Text block |

__________________________________________________

John Custis (ca. 1629–1696) - Encyclopedia Virginia
ENTRY

John Custis (ca. 1629–1696)

SUMMARY

John Custis was a member of the governor’s Council (1677–1692) and the founder of the Custis family in Virginia. He was raised in Rotterdam, in the Netherlands, and moved to the Eastern Shore of Virginia in 1649 or 1650. Custis became wealthy through land speculation, tobacco planting, and facilitating trade between Virginia and the Netherlands and its colonies. Early in the 1670s he built a mansion in Northampton County and named it Arlington; the house was the namesake of Arlington House, the nineteenth-century home of the Washington and Custis families. Custis supported Governor Sir William Berkeley during Bacon’s Rebellion (1676–1677) and was appointed to the governor’s Council in 1677. He retired in 1692 and died in 1696.

Early Years

Custis may have been born in Rotterdam, in the Netherlands, about 1629. He was the son of Johanna Wittingham Custis and Henry Custis, a native of Gloucestershire, England, who operated a Rotterdam victualling house, or tavern, that served as the hub of the city’s English expatriate community. Custis’s father was a member of an extended family engaged in international commerce, and it is possible that as a young man Custis worked in one of the family’s commercial houses. About 1649 or 1650 he moved to the Eastern Shore of Virginia, where his sister Ann Custis Yeardley lived with her husband Argall Yeardley, son of Governor Sir George Yeardley and a prominent planter and member of the governor’s Council. Several other members of the Custis family also lived on the Eastern Shore of Virginia and Maryland, including another John Custis, probably an uncle or cousin, who has sometimes been misidentified as the father of the immigrant founder of the Custis family of Virginia.

Rise to Power and Military Career

With his family’s trading connections and his brother-in-law’s help, Custis grew wealthy through trade, land speculation, and tobacco planting. He had accumulated more than 1,000 acres of land by 1664 and an additional 10,000 acres during the next quarter century. The Custis workforce of servants and slaves grew into one of the largest on the Eastern Shore. His commercial activities centered on New Amsterdam, a logical trading destination for a man with his background. He assembled cargoes of tobacco for shipment to the Dutch colony and acted as the Virginia agent for merchants from New Netherland and Rotterdam, as well as New England. Custis’s facility in the Dutch language enhanced his value as an intermediary in international commerce. When Peter Stuyvesant, the governor of New Netherland, corresponded with the governor and Council of Virginia on an important admiralty matter in 1663, Virginia officials relied on Custis to translate the documents.

__________________________________________________

To be done |
• a. Echo the stretch of the John Custis entry from "John Custis was" through "died in 1696.".
• b. Translate this sentence from the John Custis entry into Spanish: "He retired in 1692 and died in 1696."
• c. In the John Custis entry, what name did Custis give the mansion he built in Northampton County?

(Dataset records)
__________________________________________________

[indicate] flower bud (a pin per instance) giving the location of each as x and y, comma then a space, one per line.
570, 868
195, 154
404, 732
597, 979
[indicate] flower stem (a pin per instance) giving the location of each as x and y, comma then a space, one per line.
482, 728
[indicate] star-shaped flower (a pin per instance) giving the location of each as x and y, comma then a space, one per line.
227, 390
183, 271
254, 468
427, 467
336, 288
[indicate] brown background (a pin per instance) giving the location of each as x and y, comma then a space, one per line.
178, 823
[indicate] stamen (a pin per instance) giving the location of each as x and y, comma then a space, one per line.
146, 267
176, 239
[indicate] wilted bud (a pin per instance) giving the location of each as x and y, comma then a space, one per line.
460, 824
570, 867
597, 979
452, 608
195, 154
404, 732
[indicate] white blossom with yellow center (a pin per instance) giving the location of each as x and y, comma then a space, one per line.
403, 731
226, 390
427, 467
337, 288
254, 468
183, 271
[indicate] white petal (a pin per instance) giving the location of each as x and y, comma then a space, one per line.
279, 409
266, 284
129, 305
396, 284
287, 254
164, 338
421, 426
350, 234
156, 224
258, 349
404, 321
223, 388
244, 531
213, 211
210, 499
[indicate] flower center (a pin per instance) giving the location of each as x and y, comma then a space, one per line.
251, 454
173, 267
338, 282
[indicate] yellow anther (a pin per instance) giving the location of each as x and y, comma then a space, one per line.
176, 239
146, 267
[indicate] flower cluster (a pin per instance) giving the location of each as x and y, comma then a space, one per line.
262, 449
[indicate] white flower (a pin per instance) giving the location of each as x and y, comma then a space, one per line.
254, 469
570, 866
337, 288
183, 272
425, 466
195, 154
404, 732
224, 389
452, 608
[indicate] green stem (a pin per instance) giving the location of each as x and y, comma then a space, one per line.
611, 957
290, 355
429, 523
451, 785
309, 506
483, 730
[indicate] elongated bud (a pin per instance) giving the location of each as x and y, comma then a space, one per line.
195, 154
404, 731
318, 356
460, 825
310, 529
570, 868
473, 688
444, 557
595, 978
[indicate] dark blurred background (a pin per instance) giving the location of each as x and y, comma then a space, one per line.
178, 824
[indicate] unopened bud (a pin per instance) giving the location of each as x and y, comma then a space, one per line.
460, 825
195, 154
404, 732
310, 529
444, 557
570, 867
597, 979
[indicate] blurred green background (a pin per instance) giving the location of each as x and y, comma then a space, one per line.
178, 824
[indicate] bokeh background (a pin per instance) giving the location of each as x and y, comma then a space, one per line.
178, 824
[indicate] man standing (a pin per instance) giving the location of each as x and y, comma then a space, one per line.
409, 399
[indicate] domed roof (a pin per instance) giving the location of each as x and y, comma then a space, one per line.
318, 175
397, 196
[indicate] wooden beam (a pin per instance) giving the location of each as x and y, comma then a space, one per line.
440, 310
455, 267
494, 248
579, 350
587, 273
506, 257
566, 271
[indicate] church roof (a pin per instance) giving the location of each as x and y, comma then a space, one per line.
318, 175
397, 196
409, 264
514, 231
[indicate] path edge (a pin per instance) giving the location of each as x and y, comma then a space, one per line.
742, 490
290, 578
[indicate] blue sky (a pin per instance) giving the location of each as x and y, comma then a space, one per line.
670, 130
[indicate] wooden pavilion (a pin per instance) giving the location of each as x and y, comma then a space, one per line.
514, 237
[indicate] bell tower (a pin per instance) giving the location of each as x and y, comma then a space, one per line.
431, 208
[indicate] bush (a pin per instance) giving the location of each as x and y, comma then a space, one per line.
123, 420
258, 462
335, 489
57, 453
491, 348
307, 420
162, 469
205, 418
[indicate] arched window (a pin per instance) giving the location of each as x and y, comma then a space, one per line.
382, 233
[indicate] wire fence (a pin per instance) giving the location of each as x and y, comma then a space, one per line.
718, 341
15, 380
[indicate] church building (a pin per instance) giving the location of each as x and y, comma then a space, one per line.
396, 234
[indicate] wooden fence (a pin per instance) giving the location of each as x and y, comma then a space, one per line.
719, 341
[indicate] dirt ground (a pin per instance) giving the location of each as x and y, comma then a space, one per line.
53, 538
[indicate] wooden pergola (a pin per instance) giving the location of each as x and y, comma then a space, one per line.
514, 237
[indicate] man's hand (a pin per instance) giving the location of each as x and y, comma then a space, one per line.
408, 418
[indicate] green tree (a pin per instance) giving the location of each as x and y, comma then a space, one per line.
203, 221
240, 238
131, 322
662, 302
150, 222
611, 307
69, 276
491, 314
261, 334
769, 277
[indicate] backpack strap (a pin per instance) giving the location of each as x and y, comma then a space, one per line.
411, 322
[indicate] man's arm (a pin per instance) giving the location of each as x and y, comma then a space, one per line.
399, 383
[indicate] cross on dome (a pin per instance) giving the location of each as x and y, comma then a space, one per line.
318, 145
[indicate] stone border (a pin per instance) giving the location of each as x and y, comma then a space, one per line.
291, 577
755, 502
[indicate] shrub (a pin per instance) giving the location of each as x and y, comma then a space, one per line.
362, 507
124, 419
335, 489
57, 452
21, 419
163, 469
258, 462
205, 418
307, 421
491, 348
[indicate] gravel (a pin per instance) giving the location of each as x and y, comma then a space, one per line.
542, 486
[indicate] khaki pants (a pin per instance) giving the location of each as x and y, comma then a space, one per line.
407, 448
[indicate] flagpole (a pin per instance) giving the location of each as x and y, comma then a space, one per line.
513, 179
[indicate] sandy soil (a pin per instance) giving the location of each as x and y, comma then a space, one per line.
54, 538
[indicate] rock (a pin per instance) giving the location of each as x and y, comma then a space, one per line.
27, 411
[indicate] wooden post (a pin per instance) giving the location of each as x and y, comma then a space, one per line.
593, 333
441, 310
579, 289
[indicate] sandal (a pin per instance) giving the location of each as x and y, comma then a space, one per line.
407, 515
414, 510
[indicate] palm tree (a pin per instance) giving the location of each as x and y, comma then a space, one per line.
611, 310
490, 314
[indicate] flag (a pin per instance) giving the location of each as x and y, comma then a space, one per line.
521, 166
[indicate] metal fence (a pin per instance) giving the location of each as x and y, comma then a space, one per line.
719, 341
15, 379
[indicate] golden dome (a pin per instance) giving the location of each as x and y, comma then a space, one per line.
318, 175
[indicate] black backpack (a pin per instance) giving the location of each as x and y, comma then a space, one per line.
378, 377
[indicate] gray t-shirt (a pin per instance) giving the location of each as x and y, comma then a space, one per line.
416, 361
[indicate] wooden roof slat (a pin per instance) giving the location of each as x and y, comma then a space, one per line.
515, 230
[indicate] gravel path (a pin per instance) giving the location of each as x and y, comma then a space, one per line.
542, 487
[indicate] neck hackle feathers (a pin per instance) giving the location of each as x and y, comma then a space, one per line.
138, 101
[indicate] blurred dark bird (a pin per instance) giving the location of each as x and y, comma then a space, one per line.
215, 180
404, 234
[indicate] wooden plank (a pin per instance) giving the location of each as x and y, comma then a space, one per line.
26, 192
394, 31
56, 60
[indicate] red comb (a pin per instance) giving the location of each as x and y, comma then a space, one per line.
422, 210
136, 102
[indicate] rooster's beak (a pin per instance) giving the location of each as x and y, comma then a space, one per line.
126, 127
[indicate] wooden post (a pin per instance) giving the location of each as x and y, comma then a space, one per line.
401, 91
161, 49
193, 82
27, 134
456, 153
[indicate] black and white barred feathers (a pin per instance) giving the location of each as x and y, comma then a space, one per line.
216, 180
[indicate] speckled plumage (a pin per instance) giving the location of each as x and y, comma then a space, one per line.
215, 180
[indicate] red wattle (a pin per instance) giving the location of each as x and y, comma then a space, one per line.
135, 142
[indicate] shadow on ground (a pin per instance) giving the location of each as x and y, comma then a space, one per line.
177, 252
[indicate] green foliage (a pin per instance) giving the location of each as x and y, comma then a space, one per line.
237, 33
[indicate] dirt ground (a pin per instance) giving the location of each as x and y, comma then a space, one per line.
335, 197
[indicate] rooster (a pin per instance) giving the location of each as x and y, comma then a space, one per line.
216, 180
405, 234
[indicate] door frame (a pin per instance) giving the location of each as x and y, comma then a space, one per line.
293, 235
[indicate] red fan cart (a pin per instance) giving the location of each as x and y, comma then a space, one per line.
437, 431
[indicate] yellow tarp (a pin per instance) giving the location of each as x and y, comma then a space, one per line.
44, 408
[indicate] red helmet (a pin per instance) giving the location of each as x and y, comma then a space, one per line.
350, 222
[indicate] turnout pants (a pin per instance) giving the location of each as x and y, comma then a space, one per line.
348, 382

__________________________________________________

Solutions below |
• a.
John Custis was a member of the governor’s Council (1677–1692) and the founder of the Custis family in Virginia. He was raised in Rotterdam, in the Netherlands, and moved to the Eastern Shore of Virginia in 1649 or 1650. Custis became wealthy through land speculation, tobacco planting, and facilitating trade between Virginia and the Netherlands and its colonies. Early in the 1670s he built a mansion in Northampton County and named it Arlington; the house was the namesake of Arlington House, the nineteenth-century home of the Washington and Custis families. Custis supported Governor Sir William Berkeley during Bacon’s Rebellion (1676–1677) and was appointed to the governor’s Council in 1677. He retired in 1692 and died in 1696.

• b. Se retiró en 1692 y murió en 1696.

• c. Arlington